## REQUIRED TASK
Write out each line beneath this one exactly as it reads.

-- DATA PROVIDED start --

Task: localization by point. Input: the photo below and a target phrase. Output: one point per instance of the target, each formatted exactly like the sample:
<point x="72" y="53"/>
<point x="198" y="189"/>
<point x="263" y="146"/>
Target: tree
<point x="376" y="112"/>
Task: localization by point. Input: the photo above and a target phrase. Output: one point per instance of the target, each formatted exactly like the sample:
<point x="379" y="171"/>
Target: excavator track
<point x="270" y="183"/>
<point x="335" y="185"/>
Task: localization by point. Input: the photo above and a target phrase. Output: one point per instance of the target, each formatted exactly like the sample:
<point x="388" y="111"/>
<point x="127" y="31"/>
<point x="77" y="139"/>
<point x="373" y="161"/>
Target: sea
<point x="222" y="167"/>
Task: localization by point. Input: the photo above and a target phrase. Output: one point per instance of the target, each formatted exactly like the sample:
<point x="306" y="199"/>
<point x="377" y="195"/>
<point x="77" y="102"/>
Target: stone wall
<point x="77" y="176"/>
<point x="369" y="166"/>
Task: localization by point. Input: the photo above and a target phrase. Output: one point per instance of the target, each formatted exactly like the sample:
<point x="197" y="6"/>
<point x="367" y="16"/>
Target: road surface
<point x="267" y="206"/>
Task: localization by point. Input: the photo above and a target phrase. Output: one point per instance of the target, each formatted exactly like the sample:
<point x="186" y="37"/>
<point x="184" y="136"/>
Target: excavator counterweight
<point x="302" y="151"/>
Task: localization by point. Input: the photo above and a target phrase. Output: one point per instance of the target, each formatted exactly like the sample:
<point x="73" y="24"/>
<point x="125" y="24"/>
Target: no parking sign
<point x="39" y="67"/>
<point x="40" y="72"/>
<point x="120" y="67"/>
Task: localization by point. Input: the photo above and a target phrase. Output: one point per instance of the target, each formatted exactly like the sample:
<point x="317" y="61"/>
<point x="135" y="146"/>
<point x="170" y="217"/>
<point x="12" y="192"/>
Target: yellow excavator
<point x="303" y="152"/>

-- DATA PROVIDED end --

## OUTPUT OF THE TASK
Task: localization by point. Input: the photo below and a target phrase. Output: one point per instance of the target, each formatted exactly like the sample:
<point x="72" y="53"/>
<point x="198" y="189"/>
<point x="263" y="146"/>
Target: tree
<point x="376" y="112"/>
Task: localization by point. Input: the photo above and a target phrase. Output: one point per instance of the target, each formatted exactly like the sample:
<point x="379" y="171"/>
Target: excavator track
<point x="270" y="183"/>
<point x="335" y="185"/>
Task: localization by point. Input: the photo above and a target phrase. Output: one point per instance of the target, each formatted exactly like the sample:
<point x="388" y="111"/>
<point x="127" y="31"/>
<point x="77" y="139"/>
<point x="373" y="161"/>
Target: sea
<point x="222" y="167"/>
Task: localization by point. Input: the photo above and a target phrase. Output: one point per instance of the target, each formatted exactly like the sample:
<point x="306" y="199"/>
<point x="377" y="195"/>
<point x="77" y="102"/>
Target: stone wall
<point x="77" y="176"/>
<point x="369" y="166"/>
Task: localization by point. Input: the photo above and a target phrase. Output: one point per instance of the target, each formatted exactly like the sample:
<point x="197" y="6"/>
<point x="367" y="16"/>
Target: road surface
<point x="267" y="206"/>
Task: localization by point. Input: the photo above and a target phrase. Output: one point per instance of the target, each formatted exactly like the sample:
<point x="186" y="37"/>
<point x="184" y="136"/>
Target: excavator counterweight
<point x="302" y="151"/>
Task: localization by point. Input: the photo above and a target phrase. Output: one point per instance of the target, each formatted exactly like the sample:
<point x="73" y="24"/>
<point x="125" y="24"/>
Target: no parking sign
<point x="39" y="67"/>
<point x="40" y="72"/>
<point x="120" y="67"/>
Task: localization by point. Input: the photo above and a target phrase. Output: one point per instance of the target, each formatted exactly like the sample:
<point x="317" y="61"/>
<point x="135" y="146"/>
<point x="170" y="217"/>
<point x="12" y="192"/>
Target: yellow excavator
<point x="303" y="152"/>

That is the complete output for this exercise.